To test the hypotheses, we use IMF data on gasoline prices per liter in up to 142 countries for the years 2003–9 (Coady et al., 2010). We also have data for the year 2002, which we use only for the lagged dependent variable. While we would ideally use data for a longer period of time, annual data on gasoline prices are not consistently available for a large sample. This time period is, however, of particular importance for the analysis. Since oil prices were at a high level and varied a lot, fuel prices were a politically salient issue and there was variation in the baseline price of gasoline over time. Moreover, the recent nature of the data means that the results are of interest for current policy issues.

Countries are indexed by i and years by t. Gasoline prices, presented in US dollars with 2010 constant prices, are used to approximate subsidies using the ‘price gap’ approach (Coady et al., 2010): since oil and gasoline markets are largely global, gasoline prices across the world should, some variation in geographic conditions notwithstanding, be relatively uniform. Major differences across countries thus reflect variation in national policy – i.e. net subsidies.

## Required task 1
Could you update the listing from its first line through the line containing "[0,49,296,299]", replacing "photograph" with "image" and leaving everything else unchanged?

## Entries shown
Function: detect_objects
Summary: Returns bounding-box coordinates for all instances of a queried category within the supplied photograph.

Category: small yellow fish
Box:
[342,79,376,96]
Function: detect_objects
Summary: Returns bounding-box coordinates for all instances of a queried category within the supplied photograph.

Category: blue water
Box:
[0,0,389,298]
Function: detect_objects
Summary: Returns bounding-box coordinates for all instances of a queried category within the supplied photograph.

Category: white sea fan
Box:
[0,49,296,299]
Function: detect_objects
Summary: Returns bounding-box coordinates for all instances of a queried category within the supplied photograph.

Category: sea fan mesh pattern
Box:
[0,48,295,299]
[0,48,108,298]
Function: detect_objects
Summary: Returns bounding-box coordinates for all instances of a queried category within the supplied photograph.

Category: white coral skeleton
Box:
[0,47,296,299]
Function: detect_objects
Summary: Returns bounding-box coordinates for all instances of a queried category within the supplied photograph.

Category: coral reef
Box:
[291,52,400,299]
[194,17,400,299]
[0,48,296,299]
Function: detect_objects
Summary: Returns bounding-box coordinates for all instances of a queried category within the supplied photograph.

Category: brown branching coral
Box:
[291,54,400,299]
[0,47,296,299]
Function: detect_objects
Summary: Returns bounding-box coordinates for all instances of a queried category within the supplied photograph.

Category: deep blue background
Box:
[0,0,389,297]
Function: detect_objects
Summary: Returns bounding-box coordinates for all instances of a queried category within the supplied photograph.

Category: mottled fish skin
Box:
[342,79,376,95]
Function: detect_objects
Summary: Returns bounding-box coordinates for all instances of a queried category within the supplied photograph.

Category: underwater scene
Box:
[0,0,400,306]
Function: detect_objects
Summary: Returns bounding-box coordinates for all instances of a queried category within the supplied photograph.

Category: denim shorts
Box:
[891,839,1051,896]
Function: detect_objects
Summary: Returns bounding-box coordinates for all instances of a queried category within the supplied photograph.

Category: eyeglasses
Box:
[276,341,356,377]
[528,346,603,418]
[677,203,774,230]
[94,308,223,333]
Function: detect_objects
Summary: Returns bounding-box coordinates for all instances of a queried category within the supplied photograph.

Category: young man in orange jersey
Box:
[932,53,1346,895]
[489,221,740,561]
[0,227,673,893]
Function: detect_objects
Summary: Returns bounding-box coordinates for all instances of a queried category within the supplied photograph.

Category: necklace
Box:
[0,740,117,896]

## Required task 2
How would you render this sentence from the passage on gasoline prices in Spanish: "Major differences across countries thus reflect variation in national policy – i.e. net subsidies."

## Correct result 1
Function: detect_objects
Summary: Returns bounding-box coordinates for all instances of a queried category within the supplied image.

Category: small yellow fish
Box:
[342,79,376,96]
Function: detect_objects
Summary: Returns bounding-box coordinates for all instances of a queried category within the supplied image.

Category: blue water
Box:
[0,0,389,298]
Function: detect_objects
Summary: Returns bounding-box coordinates for all instances of a queried category within the supplied image.

Category: white sea fan
Box:
[0,49,296,299]

## Correct result 2
Así, las grandes diferencias entre países reflejan la variación de la política nacional, es decir, los subsidios netos.